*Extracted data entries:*
■ ■ ■ ■
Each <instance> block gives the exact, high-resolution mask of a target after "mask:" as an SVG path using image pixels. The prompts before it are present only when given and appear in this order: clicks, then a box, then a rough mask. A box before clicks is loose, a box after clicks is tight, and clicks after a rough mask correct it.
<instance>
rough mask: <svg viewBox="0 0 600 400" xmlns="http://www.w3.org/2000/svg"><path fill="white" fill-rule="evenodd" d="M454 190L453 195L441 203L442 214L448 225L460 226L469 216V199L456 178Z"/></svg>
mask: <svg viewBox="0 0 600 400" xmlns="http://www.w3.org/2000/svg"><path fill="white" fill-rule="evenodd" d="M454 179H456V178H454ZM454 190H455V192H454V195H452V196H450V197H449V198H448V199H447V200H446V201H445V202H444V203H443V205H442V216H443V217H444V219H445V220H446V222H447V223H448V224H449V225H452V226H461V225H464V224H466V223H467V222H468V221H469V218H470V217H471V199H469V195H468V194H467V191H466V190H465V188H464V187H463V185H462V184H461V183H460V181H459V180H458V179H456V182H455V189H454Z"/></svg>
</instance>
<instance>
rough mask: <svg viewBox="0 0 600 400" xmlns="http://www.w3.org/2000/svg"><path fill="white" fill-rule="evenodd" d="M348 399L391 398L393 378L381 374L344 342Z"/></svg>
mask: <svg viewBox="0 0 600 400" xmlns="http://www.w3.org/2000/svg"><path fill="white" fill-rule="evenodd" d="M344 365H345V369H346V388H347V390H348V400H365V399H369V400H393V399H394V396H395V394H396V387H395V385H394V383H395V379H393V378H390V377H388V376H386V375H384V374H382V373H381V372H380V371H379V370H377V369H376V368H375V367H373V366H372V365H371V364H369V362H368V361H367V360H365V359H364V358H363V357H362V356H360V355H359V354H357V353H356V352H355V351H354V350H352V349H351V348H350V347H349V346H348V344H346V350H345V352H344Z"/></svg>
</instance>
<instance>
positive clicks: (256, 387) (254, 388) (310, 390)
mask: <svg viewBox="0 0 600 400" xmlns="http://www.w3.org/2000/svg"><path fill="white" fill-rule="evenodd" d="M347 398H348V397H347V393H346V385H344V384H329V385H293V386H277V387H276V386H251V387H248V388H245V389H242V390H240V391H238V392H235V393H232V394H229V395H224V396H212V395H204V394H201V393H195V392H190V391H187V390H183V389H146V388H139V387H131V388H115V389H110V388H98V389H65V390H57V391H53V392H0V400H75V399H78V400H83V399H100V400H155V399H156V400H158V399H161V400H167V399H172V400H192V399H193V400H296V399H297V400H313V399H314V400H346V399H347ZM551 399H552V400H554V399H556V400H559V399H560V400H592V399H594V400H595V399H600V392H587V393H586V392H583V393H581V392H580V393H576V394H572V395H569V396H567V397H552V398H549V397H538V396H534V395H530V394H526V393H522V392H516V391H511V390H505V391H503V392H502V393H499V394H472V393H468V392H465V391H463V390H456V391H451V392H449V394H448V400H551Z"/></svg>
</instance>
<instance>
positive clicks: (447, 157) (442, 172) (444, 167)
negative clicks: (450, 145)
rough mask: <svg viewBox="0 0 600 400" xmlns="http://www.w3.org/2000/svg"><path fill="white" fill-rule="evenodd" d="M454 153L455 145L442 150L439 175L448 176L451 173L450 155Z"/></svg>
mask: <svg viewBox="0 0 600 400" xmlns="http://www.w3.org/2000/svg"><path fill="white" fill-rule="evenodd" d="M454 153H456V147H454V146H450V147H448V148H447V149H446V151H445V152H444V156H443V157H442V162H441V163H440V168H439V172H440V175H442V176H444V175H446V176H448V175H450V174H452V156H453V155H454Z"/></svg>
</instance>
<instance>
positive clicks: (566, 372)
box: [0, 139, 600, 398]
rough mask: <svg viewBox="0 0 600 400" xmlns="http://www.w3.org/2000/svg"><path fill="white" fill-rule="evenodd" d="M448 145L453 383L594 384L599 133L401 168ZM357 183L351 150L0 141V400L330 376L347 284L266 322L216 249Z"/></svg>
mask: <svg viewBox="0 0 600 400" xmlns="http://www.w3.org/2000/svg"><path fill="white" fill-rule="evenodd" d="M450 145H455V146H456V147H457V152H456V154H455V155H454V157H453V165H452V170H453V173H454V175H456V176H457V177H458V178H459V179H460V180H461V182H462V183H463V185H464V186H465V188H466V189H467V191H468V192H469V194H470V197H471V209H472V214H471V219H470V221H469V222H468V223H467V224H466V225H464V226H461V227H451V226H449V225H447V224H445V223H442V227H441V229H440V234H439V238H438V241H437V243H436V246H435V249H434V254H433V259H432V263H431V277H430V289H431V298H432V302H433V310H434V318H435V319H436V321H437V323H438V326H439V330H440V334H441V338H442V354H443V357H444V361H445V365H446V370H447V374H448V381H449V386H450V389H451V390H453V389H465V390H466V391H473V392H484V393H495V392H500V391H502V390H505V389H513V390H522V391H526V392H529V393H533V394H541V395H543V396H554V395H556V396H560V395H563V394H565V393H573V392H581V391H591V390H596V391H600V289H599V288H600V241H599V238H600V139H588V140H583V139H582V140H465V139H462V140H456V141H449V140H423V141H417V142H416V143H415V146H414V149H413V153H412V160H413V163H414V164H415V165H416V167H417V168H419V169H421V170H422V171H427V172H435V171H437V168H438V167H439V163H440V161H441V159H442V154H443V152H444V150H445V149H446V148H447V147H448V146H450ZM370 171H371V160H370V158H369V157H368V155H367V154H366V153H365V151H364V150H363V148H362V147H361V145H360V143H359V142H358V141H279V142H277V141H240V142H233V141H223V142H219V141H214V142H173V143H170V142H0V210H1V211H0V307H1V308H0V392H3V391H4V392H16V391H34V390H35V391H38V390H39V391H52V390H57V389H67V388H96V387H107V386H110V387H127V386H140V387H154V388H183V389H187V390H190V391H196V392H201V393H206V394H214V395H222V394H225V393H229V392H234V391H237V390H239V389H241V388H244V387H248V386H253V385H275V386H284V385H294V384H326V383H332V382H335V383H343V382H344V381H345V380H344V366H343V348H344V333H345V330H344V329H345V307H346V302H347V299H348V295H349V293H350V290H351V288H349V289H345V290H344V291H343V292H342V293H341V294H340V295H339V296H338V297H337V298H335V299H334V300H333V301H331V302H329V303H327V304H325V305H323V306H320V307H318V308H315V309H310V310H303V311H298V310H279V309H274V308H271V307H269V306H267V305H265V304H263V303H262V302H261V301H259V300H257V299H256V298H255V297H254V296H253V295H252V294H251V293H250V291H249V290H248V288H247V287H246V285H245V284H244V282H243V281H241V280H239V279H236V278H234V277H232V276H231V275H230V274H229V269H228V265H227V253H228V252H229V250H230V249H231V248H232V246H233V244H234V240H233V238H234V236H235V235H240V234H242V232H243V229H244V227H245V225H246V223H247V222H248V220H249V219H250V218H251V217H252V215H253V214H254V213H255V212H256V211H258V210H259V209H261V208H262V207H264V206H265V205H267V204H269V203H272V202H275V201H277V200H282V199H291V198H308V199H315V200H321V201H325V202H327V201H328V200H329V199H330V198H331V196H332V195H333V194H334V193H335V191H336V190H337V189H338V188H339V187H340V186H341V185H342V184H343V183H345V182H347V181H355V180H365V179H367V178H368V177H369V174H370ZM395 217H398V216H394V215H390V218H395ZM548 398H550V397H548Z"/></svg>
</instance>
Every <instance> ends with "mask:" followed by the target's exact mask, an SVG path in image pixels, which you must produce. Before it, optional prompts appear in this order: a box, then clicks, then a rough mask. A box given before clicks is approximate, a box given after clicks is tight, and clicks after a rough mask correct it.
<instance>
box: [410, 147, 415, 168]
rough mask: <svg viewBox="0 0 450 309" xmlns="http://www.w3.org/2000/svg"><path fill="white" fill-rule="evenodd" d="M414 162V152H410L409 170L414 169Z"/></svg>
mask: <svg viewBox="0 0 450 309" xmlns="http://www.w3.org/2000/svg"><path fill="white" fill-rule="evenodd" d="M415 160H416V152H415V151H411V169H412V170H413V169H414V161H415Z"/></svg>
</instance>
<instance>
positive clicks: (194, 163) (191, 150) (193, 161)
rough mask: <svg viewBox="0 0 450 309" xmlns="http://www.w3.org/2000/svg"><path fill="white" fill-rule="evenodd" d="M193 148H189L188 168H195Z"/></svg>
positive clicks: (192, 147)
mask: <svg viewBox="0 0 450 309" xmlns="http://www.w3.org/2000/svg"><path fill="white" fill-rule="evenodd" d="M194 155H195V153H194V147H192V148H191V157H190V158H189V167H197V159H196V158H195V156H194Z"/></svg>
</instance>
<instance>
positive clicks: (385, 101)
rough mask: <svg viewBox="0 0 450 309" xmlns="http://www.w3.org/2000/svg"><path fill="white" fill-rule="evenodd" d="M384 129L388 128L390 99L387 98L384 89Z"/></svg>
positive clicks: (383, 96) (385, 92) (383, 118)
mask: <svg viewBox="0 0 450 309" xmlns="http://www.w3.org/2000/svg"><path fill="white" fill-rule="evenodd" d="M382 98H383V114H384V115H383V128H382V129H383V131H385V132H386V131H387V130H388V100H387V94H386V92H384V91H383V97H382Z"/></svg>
■ ■ ■ ■
*TASK:*
Using the records above, pull out each line where the word "before" occurs.

*RESPONSE FOR THIS EXERCISE:*
Each <instance> block gives the exact, high-resolution mask of a target after "mask:" as an SVG path using image pixels. The prompts before it are present only when given and appear in this order: clicks, then a box, then a rough mask. A box before clicks is loose, a box after clicks is tight, and clicks after a rough mask correct it.
Every <instance> ends with "mask:" followed by the target's exact mask, an SVG path in image pixels, which you must produce. Before it, optional prompts appear in this order: a box, then clicks, then a rough mask. A box given before clicks is approximate, a box given after clicks is tight, and clicks after a rough mask correct it.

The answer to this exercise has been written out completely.